Below, copy the stretch of the records from the line containing "Q: Point out each instance of the metal" through the end of the records, substituting "iron railing" for "metal railing" and leaving everything else unchanged.

'''

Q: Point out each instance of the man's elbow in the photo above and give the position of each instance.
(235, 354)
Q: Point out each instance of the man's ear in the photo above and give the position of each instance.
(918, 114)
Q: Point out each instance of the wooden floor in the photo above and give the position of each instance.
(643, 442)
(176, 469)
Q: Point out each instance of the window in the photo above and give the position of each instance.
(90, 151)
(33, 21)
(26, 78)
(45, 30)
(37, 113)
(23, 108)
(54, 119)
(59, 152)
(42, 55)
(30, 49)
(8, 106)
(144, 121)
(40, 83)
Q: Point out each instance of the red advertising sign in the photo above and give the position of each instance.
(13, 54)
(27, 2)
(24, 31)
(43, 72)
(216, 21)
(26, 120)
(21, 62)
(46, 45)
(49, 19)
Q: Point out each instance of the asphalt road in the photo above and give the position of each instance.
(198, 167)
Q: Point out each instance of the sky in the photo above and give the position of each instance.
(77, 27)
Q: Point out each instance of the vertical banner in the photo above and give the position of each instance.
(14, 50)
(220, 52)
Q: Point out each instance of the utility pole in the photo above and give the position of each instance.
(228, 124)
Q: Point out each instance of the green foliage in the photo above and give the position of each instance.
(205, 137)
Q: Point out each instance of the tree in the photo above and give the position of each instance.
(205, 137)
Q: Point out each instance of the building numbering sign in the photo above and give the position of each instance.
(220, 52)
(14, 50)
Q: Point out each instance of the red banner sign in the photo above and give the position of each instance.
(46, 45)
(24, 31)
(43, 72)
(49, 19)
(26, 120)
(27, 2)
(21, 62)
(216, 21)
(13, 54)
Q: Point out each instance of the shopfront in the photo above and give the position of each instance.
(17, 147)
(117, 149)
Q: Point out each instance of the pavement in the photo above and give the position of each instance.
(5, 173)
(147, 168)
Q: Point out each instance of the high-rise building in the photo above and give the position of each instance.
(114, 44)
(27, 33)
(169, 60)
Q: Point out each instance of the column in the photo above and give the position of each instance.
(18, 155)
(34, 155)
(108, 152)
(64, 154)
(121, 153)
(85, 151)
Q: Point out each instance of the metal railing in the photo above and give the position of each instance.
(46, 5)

'''

(Solution to this exercise)
Q: Point out each instance of the iron railing in the photo above and give the position of each instance.
(46, 5)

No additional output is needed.